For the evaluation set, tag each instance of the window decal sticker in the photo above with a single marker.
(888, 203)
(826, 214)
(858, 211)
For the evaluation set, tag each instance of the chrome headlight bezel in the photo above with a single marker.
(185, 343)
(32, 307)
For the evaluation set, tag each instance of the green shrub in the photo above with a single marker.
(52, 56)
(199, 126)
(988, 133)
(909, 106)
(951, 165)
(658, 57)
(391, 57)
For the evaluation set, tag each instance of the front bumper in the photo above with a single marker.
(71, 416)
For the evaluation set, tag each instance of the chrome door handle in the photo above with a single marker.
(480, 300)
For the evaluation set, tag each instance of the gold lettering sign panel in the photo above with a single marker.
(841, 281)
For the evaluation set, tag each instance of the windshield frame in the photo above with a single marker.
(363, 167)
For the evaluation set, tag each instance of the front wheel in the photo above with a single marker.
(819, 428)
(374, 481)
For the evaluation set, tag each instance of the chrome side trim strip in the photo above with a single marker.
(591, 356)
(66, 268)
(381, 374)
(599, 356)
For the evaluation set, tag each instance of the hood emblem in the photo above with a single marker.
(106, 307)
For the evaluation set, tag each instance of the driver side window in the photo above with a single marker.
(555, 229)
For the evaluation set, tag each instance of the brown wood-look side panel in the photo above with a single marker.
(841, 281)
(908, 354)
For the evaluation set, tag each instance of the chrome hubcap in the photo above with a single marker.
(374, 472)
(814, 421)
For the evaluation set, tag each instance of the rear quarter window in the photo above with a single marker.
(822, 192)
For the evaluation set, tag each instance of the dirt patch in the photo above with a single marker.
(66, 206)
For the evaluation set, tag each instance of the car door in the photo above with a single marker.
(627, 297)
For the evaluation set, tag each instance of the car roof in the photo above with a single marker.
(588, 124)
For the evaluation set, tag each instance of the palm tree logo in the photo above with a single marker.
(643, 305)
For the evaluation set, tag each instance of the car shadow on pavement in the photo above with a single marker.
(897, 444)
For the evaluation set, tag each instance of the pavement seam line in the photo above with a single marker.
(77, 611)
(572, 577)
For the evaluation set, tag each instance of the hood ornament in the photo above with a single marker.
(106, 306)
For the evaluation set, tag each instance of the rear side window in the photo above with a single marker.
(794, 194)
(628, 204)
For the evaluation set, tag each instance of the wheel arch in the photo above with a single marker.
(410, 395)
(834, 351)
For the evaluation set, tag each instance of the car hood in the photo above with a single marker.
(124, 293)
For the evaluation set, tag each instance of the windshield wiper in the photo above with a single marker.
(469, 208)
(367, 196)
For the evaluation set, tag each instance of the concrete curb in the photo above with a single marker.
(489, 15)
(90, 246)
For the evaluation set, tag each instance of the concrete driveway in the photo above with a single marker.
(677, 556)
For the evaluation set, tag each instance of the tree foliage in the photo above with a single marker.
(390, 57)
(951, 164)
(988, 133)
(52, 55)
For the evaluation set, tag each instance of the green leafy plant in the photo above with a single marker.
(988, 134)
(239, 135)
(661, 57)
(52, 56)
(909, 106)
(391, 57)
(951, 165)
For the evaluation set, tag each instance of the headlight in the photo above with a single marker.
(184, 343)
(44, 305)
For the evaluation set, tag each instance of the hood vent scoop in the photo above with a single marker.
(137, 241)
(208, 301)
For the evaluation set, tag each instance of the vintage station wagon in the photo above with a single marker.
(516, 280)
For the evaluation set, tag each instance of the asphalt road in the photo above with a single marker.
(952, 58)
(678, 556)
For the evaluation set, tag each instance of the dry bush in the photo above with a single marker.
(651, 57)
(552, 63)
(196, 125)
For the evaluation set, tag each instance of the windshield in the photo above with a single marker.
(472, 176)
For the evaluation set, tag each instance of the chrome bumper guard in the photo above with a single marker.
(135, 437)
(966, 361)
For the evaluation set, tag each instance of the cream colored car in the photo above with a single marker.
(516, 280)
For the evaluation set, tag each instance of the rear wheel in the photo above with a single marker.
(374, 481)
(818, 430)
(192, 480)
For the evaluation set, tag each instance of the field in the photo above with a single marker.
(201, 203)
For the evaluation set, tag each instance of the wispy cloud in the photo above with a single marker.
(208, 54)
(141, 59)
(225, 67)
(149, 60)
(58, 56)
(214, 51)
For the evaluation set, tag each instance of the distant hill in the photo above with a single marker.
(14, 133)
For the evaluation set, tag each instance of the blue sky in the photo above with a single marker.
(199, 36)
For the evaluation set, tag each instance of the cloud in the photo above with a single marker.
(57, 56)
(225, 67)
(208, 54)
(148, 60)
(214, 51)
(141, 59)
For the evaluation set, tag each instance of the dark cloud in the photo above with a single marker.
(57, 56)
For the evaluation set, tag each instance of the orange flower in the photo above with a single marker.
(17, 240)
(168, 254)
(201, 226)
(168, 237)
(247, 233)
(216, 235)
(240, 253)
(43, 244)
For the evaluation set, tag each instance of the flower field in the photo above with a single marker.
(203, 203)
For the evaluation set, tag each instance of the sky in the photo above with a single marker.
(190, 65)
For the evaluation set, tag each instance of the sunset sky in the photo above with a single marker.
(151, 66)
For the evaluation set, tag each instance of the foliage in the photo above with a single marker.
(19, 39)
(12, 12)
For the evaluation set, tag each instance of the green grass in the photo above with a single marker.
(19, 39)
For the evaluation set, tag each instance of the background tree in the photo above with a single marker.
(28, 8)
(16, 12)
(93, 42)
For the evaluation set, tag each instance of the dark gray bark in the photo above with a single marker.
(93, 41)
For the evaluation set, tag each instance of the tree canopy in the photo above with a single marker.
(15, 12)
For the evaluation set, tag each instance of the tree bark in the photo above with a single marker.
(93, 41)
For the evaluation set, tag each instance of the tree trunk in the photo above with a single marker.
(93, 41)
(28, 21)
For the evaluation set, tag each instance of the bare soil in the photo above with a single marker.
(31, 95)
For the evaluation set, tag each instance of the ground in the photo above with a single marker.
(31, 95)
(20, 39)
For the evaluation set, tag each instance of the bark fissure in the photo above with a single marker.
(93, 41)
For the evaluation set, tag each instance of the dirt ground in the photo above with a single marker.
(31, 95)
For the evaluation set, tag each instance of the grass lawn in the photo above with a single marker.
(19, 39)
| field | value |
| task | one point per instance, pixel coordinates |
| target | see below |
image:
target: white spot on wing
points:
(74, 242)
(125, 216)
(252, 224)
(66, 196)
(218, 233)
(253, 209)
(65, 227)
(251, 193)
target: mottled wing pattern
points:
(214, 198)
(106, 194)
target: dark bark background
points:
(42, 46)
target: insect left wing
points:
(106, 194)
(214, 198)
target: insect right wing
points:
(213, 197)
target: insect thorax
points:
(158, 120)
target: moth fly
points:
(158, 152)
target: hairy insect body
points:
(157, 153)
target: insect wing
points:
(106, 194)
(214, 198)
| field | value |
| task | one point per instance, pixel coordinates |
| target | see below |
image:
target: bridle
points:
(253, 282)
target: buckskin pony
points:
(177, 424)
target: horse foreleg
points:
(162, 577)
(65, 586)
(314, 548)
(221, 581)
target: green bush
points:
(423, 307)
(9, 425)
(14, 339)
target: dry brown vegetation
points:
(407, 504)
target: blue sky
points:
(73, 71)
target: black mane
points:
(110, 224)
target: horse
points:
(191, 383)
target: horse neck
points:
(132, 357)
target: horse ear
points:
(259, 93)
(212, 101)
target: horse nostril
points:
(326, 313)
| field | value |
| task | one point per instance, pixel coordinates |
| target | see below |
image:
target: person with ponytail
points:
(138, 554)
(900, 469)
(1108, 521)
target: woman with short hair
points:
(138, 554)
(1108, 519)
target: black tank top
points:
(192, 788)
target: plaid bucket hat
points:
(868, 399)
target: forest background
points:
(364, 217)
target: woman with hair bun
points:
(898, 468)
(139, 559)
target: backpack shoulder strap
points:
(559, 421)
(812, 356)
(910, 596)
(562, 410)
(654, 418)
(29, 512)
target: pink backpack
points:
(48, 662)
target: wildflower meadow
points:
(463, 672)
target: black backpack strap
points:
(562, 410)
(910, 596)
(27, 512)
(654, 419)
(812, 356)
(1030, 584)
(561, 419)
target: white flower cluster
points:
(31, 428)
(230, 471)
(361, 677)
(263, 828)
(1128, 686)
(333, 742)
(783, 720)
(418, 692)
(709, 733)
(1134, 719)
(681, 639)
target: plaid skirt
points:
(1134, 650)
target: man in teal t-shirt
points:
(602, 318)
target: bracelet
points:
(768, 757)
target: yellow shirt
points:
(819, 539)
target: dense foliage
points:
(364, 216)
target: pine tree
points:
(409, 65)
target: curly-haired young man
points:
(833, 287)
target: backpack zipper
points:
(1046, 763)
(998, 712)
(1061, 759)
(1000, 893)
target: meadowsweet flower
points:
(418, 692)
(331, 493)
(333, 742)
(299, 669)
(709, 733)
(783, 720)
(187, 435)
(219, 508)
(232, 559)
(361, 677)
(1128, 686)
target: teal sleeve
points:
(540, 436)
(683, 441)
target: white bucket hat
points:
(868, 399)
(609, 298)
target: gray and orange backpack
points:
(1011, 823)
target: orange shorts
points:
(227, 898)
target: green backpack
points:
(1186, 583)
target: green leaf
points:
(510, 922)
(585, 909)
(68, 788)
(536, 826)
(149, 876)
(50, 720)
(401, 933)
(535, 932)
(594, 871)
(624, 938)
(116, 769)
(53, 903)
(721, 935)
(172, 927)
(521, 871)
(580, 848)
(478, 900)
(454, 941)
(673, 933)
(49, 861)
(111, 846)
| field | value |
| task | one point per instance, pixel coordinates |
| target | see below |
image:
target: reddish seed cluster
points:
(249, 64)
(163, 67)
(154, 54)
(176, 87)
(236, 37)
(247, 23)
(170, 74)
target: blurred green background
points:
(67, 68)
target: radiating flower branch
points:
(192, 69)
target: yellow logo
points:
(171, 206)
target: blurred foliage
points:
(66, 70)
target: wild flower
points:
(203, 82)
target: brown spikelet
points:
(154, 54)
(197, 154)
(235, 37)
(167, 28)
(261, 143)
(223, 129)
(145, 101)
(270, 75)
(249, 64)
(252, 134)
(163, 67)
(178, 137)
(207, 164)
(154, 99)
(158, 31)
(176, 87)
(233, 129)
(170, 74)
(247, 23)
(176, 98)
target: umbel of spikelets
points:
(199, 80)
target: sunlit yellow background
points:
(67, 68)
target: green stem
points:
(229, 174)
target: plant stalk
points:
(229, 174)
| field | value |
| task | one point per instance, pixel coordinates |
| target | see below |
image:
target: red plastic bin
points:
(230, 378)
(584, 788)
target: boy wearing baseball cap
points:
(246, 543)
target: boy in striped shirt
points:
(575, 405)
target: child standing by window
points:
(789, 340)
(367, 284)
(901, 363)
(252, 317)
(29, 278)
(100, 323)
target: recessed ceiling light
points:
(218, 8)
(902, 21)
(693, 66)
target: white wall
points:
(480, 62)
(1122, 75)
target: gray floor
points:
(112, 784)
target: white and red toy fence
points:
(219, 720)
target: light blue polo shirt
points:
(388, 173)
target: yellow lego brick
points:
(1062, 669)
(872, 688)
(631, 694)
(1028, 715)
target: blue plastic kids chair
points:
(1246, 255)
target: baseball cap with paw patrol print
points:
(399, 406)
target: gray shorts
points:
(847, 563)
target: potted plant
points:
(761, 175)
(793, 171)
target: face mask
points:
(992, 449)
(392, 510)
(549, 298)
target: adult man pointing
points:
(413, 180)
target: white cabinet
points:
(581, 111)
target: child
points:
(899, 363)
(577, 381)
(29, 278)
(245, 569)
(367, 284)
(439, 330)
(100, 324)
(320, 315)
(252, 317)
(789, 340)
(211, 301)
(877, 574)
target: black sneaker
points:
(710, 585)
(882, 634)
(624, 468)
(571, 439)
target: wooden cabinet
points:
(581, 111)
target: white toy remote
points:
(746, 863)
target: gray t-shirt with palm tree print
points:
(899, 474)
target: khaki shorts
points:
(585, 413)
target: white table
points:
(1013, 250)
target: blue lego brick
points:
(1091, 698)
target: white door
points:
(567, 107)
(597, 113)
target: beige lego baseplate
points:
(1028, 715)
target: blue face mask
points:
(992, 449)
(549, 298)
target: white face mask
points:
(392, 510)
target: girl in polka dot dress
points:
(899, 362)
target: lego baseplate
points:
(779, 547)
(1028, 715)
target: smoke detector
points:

EXERCISE AIM: Copy word for word the lines starting at the one that contains "target: blue face mask" and ending with the final line.

THE OUTPUT:
target: blue face mask
points:
(992, 449)
(549, 298)
target: white face mask
points:
(392, 510)
target: girl in polka dot dress
points:
(899, 362)
target: lego baseplate
points:
(779, 547)
(1028, 715)
target: smoke detector
points:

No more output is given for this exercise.